(EXTRACTED TEXT)
□ □ □

I haven't posted here in a very long time, some may remember me by my previous name, David Mills (which is my actual name).

I can see so many scenarios with this game and I would be lying if I said I wasn't worried.  The barn seems to be peeking while my Tide is limping, especially at this LB position.  If Bama had no serious injury problems and plays their A game, the Tide wins easily.  But the injuries play into AU's strength, their running game.

But, the Barn has been inconsistent, didn't exactly bury ULM, didn't dominate Mercer, and was beaten by LSU (who lost to Troy).  I expect AU to be fired up to start the game.  Bama will have to take the crowd out of the game.  To do that, some young players will have to step up and play the game of their life.  Dylan Moses looks to be the next defensive star on Bama's defense and I expect to see a solid game from him


----------



## Miguel Cervantes (Nov 21, 2017)

Dudley Do-Wrong said:


> I haven't posted here in a very long time, some may remember me by my previous name, David Mills (which is my actual name).
> 
> I can see so many scenarios with this game and I would be lying if I said I wasn't worried.  The barn seems to be peeking while my Tide is limping, especially at this LB position.  If Bama had no serious injury problems and plays their A game, the Tide wins easily.  But the injuries play into AU's strength, their running game.

□ □ □

[Collected data entries]

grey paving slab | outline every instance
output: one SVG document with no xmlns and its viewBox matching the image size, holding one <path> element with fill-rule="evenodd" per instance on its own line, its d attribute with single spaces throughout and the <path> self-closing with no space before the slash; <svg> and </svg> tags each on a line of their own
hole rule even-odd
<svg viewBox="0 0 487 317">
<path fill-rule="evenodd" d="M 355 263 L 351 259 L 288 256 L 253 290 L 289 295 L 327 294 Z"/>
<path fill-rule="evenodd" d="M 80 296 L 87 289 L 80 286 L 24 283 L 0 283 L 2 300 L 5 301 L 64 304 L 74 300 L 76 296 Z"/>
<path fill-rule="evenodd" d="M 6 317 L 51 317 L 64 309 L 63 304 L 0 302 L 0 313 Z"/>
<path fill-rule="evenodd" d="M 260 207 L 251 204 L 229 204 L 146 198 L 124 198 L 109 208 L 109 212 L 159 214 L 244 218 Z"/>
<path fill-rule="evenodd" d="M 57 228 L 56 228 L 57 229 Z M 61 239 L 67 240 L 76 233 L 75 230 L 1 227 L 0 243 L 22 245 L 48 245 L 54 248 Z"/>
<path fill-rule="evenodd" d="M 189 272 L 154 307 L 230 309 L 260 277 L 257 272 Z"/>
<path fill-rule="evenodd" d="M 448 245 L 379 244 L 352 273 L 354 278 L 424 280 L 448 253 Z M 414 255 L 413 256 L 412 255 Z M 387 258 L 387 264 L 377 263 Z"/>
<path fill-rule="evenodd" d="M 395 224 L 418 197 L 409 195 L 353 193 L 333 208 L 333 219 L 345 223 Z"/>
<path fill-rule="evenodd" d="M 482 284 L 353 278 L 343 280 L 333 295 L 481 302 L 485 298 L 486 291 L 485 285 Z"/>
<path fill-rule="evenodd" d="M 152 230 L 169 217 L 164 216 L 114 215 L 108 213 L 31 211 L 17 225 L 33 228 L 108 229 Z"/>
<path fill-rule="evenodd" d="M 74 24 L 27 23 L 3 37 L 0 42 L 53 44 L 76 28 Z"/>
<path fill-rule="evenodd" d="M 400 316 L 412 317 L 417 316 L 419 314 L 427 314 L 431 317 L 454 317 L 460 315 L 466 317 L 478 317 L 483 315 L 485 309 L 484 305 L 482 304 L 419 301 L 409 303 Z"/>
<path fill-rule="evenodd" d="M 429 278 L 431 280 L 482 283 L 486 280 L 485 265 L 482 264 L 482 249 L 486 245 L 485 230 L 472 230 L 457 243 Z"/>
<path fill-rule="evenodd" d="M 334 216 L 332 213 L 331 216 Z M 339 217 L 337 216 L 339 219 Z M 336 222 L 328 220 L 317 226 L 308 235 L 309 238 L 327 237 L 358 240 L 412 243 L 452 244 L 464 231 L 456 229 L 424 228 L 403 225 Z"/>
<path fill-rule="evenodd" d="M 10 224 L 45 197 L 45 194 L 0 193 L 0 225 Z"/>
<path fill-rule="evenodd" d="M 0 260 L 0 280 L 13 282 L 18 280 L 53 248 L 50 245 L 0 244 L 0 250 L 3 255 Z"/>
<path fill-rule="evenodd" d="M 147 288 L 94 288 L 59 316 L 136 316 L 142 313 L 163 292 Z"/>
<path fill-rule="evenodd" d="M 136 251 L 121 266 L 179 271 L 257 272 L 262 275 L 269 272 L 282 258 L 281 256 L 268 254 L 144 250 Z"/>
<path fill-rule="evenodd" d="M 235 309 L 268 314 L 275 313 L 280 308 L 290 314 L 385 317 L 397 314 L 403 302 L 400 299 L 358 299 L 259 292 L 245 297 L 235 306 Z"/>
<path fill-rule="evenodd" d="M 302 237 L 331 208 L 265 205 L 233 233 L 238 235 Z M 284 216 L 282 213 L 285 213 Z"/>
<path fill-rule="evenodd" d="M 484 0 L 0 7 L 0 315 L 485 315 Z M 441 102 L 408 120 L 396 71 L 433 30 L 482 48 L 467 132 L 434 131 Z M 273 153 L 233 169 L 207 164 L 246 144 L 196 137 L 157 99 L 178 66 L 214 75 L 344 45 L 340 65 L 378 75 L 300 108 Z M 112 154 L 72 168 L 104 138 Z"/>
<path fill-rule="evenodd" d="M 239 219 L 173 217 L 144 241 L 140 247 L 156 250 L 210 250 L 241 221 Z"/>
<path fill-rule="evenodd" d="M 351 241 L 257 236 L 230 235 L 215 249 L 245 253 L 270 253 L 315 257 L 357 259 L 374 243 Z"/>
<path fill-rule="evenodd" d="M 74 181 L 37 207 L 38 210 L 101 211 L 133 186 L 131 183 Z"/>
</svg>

□ □ □

(WORK INSTRUCTIONS)
a) In the forum thread about the Alabama–Auburn game, why does the first poster think the injuries are a problem for Bama? Answer in one to three sentences.
b) Go on with the forum thread about the Alabama–Auburn game from the point where it stops.
These data come from a separate source unrelated to the text.

(TASK-BY-TASK ANSWERS)
a) The Tide is limping, especially at the linebacker position, and those injuries play into Auburn's strength, its running game. The poster says that without serious injury problems and with its A game, Bama would win easily.

b)
> 
> But, the Barn has been inconsistent, didn't exactly bury ULM, didn't dominate Mercer, and was beaten by LSU (who lost to Troy).  I expect AU to be fired up to start the game.  Bama will have to take the crowd out of the game.  To do that, some young players will have to step up and play the game of their life.  Dylan Moses looks to be the next defensive star on Bama's defense and I expect to see a solid game from him



Hope you are doing well David. ROLL TIDE!!!


----------



## Lukikus2 (Nov 21, 2017)

Miguel Cervantes said:


>



At that point. What matters?


----------



## MCBUCK (Nov 21, 2017)

meteor game


----------



## Lukikus2 (Nov 21, 2017)

Crazy stupid stuff about B'ham kept the bowl there while there was a new field sitting down there for years. I never met one person that lived around that neighborhood that looked forward to it. So is the Iron Man still standing? Haven't been through there in a while.


----------



## weagle (Nov 22, 2017)

Lukikus2 said:


> Crazy stupid stuff about B'ham kept the bowl there while there was a new field sitting down there for years. I never met one person that lived around that neighborhood that looked forward to it. So is the Iron Man still standing? Haven't been through there in a while.



Legion field was such a dump.  I'd rather play on straight asphalt than that pieced together astro turf ankle breaker.  

The home / home series also prompted bama to upgrade Bryant Denny.


----------



## weagle (Nov 22, 2017)

Why the hate?

From Saturday Down South: 20 reasons every Alabama fan hates Auburn. 

https://www.saturdaydownsouth.com/alabama-football/20-reasons-every-alabama-fan-hates-auburn/


----------



## SpotandStalk (Nov 23, 2017)

weagle said:


> Why the hate?
> 
> From Saturday Down South: 20 reasons every Alabama fan hates Auburn.
> 
> https://www.saturdaydownsouth.com/alabama-football/20-reasons-every-alabama-fan-hates-auburn/



"And then most likely would've won their 4th National Title in 5 yrs against Florida State"


That was a good one.


----------



## Matthew6 (Nov 24, 2017)

SpotandStalk said:


> "And then most likely would've won their 4th National Title in 5 yrs against Florida State"
> 
> 
> That was a good one.



oregon.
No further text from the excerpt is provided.